• **Directions**
Write out the entries below word for word, from their start through the line containing "box: [0, 148, 87, 184]", including that line.

• **Available data**
-- Opening Marker --

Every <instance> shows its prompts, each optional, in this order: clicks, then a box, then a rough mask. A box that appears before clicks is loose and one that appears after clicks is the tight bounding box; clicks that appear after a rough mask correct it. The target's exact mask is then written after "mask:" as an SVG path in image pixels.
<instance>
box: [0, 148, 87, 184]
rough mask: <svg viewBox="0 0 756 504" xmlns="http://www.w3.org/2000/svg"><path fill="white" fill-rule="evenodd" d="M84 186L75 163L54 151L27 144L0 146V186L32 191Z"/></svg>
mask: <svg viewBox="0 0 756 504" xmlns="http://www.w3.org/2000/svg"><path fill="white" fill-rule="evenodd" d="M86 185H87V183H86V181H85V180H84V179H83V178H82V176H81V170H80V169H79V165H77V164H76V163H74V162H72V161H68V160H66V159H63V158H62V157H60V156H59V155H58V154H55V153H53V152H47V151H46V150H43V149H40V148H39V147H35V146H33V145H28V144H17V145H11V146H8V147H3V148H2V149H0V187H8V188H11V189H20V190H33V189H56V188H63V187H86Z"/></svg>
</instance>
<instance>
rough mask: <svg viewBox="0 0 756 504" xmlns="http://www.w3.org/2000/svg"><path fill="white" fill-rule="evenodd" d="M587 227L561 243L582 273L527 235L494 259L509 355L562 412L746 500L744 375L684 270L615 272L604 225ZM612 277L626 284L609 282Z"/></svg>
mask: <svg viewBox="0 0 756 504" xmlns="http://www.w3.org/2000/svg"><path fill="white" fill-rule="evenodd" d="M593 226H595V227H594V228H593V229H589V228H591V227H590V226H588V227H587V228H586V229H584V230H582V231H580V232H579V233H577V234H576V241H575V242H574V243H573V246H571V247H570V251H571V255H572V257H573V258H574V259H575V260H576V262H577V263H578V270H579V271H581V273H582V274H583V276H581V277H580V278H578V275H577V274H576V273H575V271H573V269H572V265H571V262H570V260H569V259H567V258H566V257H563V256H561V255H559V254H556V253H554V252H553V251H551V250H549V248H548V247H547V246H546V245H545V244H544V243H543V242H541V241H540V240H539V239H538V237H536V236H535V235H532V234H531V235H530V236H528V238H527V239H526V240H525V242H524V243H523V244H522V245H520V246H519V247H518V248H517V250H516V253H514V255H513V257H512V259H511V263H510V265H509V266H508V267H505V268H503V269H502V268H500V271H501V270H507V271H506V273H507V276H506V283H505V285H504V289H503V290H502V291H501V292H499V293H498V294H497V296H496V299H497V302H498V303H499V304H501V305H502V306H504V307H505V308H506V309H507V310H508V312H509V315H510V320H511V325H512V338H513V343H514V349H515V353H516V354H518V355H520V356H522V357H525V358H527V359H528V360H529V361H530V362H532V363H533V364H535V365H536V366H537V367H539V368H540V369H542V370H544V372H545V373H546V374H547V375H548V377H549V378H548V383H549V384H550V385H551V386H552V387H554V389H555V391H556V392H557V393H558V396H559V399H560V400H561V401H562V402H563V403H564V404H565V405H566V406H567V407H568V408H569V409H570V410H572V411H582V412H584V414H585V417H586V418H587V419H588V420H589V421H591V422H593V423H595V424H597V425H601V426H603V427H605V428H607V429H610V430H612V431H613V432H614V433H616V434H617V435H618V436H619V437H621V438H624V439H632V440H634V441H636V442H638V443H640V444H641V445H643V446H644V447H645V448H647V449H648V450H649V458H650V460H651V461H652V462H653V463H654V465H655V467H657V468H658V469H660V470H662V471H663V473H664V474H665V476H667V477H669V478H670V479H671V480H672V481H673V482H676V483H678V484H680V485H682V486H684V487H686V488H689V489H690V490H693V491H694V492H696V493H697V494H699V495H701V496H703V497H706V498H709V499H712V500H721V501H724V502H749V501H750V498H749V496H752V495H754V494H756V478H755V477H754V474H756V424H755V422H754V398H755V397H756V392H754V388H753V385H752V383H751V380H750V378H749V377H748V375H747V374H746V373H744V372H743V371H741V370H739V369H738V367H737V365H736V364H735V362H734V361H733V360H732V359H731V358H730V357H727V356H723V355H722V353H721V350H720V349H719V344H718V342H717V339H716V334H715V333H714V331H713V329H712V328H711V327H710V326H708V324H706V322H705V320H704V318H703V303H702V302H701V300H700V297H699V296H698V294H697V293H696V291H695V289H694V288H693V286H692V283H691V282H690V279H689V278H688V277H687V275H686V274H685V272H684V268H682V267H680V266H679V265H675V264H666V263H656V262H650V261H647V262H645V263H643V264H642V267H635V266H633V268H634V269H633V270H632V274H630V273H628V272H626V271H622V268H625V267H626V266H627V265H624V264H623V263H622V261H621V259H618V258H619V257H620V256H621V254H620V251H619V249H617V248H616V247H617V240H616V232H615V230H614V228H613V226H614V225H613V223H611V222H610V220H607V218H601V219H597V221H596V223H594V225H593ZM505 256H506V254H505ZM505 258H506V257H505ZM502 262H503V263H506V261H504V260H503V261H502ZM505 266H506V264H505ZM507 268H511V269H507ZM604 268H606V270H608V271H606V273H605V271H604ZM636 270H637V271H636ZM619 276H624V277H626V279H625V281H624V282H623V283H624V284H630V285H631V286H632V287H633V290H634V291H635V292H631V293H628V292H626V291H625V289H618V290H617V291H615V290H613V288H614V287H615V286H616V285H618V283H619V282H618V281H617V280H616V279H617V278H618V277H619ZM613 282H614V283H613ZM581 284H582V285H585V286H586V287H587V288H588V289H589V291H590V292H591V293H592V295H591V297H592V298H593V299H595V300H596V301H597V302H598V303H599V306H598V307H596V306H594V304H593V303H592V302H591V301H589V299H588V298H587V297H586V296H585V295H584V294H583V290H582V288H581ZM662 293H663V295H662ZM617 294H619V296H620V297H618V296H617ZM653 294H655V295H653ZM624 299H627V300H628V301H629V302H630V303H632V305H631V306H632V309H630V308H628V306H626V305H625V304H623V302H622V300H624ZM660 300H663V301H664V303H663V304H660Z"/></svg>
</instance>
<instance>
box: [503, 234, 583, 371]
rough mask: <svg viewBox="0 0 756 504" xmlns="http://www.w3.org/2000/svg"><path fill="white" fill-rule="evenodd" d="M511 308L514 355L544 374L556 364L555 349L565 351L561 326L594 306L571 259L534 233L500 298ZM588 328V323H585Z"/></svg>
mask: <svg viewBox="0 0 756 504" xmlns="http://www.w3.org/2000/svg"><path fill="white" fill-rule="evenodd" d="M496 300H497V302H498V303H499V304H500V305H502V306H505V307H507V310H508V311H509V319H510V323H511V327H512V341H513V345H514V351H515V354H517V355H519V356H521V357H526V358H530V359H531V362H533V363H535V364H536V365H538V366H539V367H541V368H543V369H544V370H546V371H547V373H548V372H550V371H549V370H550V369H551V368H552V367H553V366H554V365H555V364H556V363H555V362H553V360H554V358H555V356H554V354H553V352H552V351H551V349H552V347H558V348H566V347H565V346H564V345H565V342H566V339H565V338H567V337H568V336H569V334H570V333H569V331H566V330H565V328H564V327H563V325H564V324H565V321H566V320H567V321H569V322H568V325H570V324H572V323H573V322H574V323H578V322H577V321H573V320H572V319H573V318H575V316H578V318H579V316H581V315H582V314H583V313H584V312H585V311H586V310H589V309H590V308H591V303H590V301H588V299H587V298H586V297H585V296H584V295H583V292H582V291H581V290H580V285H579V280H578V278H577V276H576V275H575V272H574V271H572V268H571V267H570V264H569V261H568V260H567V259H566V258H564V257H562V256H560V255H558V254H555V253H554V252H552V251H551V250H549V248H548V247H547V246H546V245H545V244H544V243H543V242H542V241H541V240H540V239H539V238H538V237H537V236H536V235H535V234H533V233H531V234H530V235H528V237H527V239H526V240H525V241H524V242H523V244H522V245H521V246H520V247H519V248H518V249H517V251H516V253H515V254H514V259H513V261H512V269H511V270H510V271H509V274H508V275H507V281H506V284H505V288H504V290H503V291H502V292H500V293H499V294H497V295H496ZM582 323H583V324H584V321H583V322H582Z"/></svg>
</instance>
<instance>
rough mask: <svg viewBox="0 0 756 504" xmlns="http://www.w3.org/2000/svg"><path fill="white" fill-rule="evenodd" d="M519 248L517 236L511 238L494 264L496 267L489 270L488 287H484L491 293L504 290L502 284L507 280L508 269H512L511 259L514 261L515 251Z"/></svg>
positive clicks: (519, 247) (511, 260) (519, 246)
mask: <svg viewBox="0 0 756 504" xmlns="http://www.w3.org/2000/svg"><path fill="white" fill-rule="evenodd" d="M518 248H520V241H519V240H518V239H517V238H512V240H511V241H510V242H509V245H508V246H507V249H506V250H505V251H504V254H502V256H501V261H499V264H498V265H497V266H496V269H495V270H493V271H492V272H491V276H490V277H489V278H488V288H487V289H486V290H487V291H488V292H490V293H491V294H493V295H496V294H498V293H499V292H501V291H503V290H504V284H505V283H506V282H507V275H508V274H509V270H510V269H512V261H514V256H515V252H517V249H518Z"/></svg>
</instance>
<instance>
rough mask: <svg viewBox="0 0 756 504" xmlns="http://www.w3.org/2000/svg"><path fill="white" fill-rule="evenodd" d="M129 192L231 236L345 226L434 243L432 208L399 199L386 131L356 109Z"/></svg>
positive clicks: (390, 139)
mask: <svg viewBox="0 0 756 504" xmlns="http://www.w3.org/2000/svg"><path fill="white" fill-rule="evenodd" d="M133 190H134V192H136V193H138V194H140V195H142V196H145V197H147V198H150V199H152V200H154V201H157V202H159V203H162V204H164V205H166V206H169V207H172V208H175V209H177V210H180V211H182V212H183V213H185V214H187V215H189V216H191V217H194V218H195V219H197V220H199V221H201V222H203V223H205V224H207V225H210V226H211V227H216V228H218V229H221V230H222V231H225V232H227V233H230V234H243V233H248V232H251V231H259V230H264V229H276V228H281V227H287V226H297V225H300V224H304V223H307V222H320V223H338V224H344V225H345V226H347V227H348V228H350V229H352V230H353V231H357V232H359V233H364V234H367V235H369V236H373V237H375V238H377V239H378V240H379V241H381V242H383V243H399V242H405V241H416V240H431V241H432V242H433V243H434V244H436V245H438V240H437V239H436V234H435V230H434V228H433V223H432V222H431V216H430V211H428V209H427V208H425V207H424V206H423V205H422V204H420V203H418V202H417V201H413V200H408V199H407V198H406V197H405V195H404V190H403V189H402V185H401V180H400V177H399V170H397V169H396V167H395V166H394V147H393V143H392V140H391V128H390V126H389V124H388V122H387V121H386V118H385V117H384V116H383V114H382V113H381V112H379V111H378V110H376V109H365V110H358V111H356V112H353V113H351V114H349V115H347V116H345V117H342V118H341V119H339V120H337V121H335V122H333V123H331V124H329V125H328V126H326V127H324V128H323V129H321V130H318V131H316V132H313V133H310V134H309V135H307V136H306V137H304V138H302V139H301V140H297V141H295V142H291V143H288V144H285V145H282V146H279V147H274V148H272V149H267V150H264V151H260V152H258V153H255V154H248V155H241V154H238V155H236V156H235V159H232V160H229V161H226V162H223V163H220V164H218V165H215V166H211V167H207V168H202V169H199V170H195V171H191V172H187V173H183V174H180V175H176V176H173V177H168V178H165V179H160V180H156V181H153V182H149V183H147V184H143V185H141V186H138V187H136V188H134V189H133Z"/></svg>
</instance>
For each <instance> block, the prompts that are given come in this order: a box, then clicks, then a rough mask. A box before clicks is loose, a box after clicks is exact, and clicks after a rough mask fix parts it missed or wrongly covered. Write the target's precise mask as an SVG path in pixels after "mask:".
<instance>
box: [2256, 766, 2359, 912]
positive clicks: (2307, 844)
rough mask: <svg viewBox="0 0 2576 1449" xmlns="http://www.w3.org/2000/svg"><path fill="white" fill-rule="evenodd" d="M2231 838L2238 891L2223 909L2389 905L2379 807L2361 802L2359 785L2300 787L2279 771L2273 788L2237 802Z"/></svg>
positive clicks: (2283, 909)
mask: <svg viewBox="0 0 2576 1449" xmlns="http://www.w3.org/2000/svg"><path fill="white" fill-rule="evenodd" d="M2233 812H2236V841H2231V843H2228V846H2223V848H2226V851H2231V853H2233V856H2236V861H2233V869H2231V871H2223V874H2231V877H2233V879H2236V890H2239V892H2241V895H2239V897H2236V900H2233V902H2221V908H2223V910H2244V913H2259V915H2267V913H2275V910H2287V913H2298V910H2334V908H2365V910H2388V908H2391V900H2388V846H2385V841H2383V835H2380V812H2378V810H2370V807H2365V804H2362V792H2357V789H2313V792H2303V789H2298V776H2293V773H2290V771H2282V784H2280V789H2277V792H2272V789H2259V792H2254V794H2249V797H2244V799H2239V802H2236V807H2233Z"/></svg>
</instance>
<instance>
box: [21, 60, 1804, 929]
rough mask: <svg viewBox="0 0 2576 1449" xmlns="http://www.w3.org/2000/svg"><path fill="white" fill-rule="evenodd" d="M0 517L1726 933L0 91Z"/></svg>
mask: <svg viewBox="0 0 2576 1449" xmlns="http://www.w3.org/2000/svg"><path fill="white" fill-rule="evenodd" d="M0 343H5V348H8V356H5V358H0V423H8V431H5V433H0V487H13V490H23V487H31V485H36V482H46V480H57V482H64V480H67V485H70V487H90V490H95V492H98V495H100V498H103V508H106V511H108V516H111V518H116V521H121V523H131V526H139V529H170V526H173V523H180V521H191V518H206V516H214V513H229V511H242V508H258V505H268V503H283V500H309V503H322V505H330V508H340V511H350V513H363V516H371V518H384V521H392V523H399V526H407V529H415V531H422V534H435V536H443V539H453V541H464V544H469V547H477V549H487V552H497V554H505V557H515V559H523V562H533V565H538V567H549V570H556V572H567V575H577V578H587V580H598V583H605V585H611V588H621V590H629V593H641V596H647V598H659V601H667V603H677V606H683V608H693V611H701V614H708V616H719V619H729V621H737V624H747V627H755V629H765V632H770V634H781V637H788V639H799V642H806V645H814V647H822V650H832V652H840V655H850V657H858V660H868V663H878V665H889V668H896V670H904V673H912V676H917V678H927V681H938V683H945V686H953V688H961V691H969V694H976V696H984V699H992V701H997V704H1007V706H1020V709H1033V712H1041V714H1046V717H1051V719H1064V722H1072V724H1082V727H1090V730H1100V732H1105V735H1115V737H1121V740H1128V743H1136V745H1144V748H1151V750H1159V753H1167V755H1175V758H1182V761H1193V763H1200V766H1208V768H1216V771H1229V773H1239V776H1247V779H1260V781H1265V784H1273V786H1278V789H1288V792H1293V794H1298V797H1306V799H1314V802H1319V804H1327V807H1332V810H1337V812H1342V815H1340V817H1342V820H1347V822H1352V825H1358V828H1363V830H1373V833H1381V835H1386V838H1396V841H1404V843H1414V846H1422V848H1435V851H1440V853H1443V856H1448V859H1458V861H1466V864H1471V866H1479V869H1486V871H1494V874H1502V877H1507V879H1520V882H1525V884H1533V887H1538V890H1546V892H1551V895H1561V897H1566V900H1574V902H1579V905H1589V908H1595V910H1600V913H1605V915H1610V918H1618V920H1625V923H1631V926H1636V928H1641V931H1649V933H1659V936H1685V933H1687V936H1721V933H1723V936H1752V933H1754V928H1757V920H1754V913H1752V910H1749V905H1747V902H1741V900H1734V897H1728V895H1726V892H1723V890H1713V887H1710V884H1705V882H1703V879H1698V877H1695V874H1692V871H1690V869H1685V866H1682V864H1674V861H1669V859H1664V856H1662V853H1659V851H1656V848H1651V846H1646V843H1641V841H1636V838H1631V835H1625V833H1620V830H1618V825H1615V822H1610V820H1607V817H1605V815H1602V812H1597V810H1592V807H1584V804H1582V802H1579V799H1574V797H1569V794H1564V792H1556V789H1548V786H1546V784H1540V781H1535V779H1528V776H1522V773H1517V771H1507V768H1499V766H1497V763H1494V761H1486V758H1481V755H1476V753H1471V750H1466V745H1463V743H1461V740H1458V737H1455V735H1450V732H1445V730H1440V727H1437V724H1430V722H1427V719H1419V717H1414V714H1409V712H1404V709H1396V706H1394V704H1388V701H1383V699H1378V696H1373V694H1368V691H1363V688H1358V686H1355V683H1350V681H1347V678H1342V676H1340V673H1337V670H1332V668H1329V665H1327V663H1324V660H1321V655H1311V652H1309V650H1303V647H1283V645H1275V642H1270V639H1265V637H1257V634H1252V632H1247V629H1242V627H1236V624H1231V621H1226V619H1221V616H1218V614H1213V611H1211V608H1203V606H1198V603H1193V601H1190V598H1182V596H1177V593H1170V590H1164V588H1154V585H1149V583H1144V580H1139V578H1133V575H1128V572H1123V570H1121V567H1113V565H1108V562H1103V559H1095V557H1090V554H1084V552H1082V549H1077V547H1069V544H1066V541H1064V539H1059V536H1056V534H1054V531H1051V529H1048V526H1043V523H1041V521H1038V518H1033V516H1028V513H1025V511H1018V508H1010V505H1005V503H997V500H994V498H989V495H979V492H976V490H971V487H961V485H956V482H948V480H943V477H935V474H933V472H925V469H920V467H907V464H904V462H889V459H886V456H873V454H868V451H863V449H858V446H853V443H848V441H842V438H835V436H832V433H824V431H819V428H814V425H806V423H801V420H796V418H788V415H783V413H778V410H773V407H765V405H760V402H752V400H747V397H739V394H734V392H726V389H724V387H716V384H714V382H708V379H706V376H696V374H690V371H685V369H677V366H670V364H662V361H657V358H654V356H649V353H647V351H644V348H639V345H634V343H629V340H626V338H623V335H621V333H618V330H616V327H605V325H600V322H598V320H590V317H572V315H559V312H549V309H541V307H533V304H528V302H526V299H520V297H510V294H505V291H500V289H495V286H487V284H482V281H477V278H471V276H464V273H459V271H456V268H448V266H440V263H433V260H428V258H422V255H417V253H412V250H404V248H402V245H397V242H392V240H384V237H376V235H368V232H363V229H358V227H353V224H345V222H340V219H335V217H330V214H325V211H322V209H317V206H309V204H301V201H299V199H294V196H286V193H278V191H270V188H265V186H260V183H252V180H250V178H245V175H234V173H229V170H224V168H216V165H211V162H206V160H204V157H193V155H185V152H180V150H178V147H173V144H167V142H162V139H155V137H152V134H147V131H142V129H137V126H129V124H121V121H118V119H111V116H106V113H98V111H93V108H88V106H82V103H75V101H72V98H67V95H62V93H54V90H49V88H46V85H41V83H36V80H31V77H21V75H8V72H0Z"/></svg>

-- Closing Marker --

• **Solution below**
Every <instance> shows its prompts, each optional, in this order: clicks, then a box, then a rough mask. A box that appears before clicks is loose and one that appears after clicks is the tight bounding box; clicks that appear after a rough mask correct it. The target's exact mask is then written after "mask:" as an SVG path in image pixels.
<instance>
box: [0, 148, 87, 184]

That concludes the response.